» Görev Tanımı A:
Bakü dönüşü açıklamalarını aktaran haberdeki bilgilere göre aşağıdaki soruları yanıtlayın.
(i) Erdoğan'a göre 2016'dan bu yana ülkesine dönen Suriyelilerin sayısı kaçtır?
(ii) Erdoğan Bakü'de hangi kutlamalara katılmıştır?
(iii) Erdoğan, Pakistan Başbakanı Şahbaz Şerif'le yaptığı görüşmede hangi konuyu ele aldıklarını anlatmıştır?
» Görev Tanımı B: Bakü dönüşü açıklamalarını aktaran haberde Erdoğan'ın Bakü ziyaretinin hangi vesileyle gerçekleştiği belirtiliyor? Bir ile üç cümle arasında açıklayın.
» Görev Tanımı C: Bakü dönüşü açıklamalarını aktaran haberi, gösterilen son cümlenin ardından sürdürün.

» Metin Kesiti:
——
42,1601 %0,31
48,7792 %0,57
5.434,09 % 0,83
Ara
Manisa Manşet Gazetesi Genel Erdoğan bunu ilk kez söyledi! Bakın ne kadar Suriyeli ülkesinde dönmüş

Erdoğan bunu ilk kez söyledi! Bakın ne kadar Suriyeli ülkesinde dönmüş

Cumhurbaşkanı Erdoğan, Azerbaycan'ın Zafer Günü kutlamaları kapsamında gerçekleştirdiği Bakü ziyaretinin ardından dönüş yolunda açıklamalarda bulundu. Türkiye'nin Suriye'nin kuzeyine konutlar yaptığını belirten Erdoğan "2016'dan itibaren ülkesine dönenlerin sayısı 1 milyon 290 bin" dedi.

KAYNAK: Haberler.com
Okunma Süresi: 11 dk

Cumhurbaşkanı Erdoğan, Azerbaycan ziyareti dönüşünde uçakta gazetecilerin sorularını yanıtladı. Bakü'de Azerbaycan'ın 8 Kasım Zafer Günü kutlamalarına katıldıklarını anımsatan Erdoğan, Azerbaycan Cumhurbaşkanı İlham Aliyev ile ikili ilişkileri değerlendirme fırsatı bulduklarını söyledi.

ŞAHBAZ ŞERİF İLE GÖRÜŞME

Ziyaretinde Pakistan Başbakanı Şahbaz Şerif'le de bir görüşme gerçekleştirdiklerini anımsatan Erdoğan, Pakistan ile Afganistan arasında son dönemde yaşanan askeri gerilimin önlenmesine ilişkin tedbirleri ele aldıklarını anlattı.
——
» Kayıt Özeti:

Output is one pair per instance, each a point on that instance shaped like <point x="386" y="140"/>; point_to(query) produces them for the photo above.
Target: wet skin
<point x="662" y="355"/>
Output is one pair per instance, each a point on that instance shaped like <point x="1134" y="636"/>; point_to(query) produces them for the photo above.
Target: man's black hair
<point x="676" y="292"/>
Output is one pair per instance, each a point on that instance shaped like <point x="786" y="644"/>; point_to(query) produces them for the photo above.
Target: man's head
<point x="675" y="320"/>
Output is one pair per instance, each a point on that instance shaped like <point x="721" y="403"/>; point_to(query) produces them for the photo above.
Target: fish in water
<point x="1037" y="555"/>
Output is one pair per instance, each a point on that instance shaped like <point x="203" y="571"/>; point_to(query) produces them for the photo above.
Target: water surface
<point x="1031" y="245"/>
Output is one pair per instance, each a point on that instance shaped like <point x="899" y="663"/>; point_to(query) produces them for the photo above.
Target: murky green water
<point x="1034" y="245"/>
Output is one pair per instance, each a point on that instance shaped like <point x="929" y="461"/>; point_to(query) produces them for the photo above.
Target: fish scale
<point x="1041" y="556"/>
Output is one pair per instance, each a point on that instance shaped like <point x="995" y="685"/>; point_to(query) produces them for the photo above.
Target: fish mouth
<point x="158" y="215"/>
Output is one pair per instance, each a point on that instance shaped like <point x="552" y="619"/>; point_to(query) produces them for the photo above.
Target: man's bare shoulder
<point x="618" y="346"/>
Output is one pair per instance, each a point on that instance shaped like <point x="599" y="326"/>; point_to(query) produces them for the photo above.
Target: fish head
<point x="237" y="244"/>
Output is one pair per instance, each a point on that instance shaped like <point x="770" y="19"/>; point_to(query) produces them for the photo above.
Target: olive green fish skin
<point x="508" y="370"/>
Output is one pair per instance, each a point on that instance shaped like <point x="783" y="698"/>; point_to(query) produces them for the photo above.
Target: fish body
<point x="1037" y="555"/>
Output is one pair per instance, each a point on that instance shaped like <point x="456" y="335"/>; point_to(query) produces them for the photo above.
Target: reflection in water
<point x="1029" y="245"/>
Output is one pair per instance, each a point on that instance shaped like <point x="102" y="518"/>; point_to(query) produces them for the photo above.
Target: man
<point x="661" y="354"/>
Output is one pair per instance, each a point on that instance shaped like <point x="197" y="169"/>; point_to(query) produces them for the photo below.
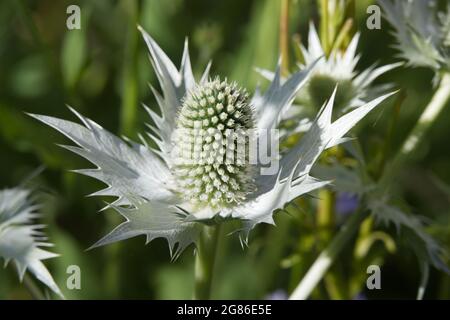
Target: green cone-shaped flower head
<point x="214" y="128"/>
——
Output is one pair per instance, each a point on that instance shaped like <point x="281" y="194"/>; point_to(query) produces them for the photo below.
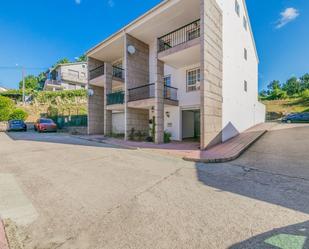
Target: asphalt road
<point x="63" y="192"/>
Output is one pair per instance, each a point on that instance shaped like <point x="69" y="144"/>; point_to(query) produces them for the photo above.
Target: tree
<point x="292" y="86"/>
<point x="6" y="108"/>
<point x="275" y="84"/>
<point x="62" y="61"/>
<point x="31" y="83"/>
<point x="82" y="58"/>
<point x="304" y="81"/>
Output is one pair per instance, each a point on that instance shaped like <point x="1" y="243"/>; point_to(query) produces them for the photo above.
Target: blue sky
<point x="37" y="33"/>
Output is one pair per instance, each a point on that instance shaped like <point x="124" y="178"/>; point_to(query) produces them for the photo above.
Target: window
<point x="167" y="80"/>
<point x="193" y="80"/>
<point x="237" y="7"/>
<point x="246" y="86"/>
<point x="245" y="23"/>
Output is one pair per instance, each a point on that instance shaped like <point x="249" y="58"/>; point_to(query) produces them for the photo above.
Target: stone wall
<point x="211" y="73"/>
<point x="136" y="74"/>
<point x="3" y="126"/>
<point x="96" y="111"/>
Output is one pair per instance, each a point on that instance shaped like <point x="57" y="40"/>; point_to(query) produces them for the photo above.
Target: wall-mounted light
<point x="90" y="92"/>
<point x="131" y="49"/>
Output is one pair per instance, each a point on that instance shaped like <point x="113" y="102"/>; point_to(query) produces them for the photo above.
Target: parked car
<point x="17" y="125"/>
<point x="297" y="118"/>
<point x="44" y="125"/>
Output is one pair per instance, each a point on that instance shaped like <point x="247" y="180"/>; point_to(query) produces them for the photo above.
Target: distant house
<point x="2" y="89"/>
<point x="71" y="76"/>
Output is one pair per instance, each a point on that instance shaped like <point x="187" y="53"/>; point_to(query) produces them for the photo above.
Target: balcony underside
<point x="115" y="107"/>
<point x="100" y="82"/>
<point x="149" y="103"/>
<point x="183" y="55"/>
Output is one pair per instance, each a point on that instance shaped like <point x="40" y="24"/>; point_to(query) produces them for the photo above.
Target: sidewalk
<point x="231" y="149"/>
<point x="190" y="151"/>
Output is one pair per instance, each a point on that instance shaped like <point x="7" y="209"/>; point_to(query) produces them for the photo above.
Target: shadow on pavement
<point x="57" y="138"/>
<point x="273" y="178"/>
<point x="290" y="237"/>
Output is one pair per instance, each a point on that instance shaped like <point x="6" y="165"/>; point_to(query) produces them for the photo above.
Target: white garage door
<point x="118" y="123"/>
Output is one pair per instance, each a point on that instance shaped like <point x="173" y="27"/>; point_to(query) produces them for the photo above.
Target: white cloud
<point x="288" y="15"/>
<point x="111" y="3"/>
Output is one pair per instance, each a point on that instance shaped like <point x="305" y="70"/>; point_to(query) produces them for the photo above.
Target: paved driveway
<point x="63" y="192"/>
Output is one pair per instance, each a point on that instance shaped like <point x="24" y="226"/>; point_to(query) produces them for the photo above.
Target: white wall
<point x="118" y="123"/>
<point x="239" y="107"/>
——
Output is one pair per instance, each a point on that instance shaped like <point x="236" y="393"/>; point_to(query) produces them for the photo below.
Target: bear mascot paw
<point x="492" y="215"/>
——
» Görev Çıktısı A:
(i) 1 milyon 290 bindir.
(ii) Azerbaycan'ın 8 Kasım Zafer Günü kutlamalarına katılmıştır.
(iii) Pakistan ile Afganistan arasında son dönemde yaşanan askeri gerilimin önlenmesine ilişkin tedbirleri ele aldıklarını anlatmıştır.

» Görev Çıktısı B: Habere göre Bakü ziyareti, Azerbaycan'ın Zafer Günü kutlamaları kapsamında gerçekleşmiştir. Erdoğan, Bakü'de Azerbaycan'ın 8 Kasım Zafer Günü kutlamalarına katıldıklarını anımsatmıştır.

» Görev Çıktısı C:
Cumhurbaşkanı Erdoğan, "Malumunuz bu iki kardeş ülke arasındaki çatışma ortamına bir son vermek için Katar'la birlikte arabuluculuk süreçlerini yürütüyoruz. Hedefimiz ateşkesi sürdürülebilir kılacak tedbir ve mekanizmaları devreye sokmak ve bölgedeki terör olaylarını kalıcı olarak sonlandırmaktır" dedi.

KARABAĞ'DA YENİDEN İMAR SÜRECİ

Karabağ'da devam eden yeniden imar faaliyetlerini takdirle izlediklerini ifade eden Erdoğan, Türkiye'nin bu çalışmalara destek verdiğini belirterek, şöyle devam etti: "Güney Kafkasya'da 30 yılı aşkın süre devam eden istikrarsızlık ortamının ardından, kalıcı barış ve huzur için bir fırsat penceresi aralanmıştır. Barış sürecinin en yakın zamanda nihayete ermesi, savaşın muzafferi olan Azerbaycan'ı bölgede barışın da mimarı olarak öne çıkaracaktır.

Bu düşüncelerle tüm Azerbaycanlı kardeşlerimizin Zafer Günü'nü bir kez daha kutluyor, ülkem ve milletim adına en kalbi muhabbetlerimi sunuyorum. Azerbaycan'ın kutlayacağı Bayrak Günü'nü de şimdiden tebrik ediyorum. Ziyaretimiz sırasında bizi her zamanki gibi sıcak misafirperverliğiyle karşılayan Azerbaycan Cumhurbaşkanı Sayın İlham Aliyev'e ve bizleri bağırlarına basan kardeş Azerbaycan halkına teşekkürlerimi iletiyorum."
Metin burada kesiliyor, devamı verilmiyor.